** START Exercise materials **

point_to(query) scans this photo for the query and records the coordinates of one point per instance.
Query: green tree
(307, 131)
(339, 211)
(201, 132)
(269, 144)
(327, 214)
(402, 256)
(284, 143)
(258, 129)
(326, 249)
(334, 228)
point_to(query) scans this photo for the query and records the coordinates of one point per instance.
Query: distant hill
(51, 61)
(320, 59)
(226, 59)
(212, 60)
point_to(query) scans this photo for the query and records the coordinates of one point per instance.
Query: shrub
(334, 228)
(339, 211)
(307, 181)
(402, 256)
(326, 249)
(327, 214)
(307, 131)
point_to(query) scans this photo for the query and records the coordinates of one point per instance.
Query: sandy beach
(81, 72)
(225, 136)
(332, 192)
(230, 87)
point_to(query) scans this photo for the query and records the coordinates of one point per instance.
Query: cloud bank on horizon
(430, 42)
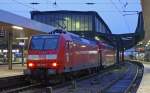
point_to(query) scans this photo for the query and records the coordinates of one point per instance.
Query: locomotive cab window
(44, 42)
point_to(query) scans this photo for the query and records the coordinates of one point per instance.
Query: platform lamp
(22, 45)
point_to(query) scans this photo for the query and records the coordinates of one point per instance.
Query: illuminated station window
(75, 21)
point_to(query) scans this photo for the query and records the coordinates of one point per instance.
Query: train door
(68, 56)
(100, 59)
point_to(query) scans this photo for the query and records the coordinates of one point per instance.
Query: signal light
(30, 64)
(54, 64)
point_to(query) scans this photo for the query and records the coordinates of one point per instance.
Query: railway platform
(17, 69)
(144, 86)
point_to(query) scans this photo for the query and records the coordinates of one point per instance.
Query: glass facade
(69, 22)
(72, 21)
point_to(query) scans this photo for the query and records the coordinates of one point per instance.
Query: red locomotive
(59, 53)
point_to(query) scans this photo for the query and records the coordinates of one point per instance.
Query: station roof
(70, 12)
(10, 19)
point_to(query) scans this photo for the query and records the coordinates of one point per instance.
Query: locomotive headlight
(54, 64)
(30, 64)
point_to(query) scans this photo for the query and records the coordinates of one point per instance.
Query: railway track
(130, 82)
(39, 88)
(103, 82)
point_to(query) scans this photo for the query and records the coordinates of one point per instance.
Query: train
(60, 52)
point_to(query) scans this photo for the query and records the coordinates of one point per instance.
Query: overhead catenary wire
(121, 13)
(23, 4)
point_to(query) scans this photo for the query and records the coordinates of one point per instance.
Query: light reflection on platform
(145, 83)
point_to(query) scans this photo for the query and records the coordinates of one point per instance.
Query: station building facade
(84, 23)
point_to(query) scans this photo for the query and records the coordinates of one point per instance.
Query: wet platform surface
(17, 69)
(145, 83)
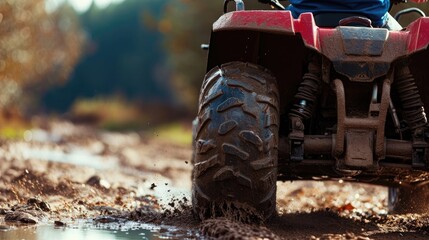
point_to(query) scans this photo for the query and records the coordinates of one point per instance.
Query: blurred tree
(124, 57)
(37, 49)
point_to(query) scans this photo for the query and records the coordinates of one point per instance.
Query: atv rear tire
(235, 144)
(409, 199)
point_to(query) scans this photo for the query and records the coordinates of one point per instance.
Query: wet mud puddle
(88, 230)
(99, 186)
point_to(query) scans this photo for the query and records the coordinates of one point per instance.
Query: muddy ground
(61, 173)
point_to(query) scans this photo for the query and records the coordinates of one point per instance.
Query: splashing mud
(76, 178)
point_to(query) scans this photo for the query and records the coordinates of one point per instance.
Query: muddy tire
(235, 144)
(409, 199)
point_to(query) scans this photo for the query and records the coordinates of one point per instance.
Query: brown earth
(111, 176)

** END Exercise materials **
** START Exercise materials **

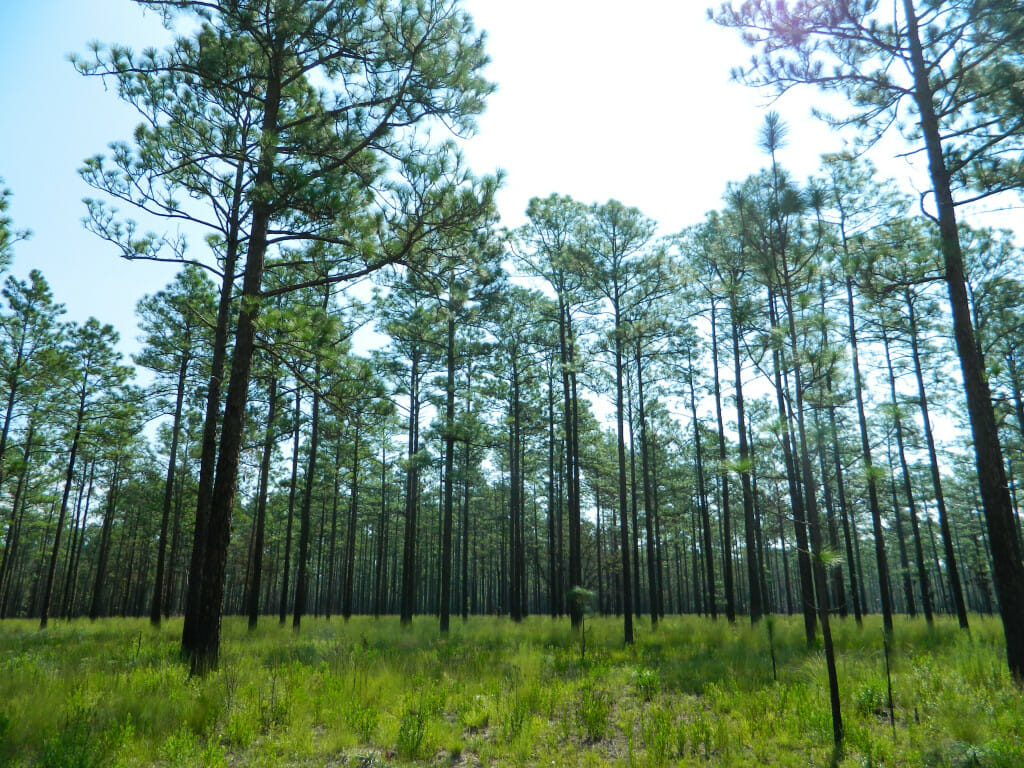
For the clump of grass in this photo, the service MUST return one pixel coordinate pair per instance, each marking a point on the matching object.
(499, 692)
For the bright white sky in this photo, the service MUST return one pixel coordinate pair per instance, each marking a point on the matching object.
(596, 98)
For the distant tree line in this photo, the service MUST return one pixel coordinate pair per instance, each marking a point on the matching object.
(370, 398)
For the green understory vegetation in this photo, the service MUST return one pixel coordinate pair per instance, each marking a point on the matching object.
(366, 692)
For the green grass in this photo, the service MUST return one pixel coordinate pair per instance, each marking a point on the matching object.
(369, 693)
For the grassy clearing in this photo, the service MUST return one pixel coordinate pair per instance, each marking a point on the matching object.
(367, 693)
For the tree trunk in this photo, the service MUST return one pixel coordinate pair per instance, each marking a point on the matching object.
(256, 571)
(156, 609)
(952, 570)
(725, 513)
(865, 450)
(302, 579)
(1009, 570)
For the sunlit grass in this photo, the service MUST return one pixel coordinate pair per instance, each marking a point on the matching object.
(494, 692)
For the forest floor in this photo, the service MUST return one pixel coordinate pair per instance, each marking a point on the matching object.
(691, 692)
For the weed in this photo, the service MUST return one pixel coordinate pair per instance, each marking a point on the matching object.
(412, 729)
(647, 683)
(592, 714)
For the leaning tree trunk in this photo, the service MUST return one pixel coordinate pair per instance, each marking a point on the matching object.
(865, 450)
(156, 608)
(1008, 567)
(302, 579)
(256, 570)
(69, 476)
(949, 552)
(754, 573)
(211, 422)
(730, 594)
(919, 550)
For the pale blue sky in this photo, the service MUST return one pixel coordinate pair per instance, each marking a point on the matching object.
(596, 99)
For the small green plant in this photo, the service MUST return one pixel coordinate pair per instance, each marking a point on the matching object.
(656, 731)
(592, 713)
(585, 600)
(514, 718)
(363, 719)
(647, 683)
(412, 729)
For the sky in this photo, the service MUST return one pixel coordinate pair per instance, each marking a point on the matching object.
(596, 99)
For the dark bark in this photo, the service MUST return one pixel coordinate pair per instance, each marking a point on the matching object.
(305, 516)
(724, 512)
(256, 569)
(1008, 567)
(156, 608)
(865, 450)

** END Exercise materials **
** START Exercise materials **

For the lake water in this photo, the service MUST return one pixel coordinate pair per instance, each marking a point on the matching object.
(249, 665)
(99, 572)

** END Exercise materials **

— Goal —
Count the lines in the data above that contain the word "window" and give only the number.

— Reply to the exercise —
2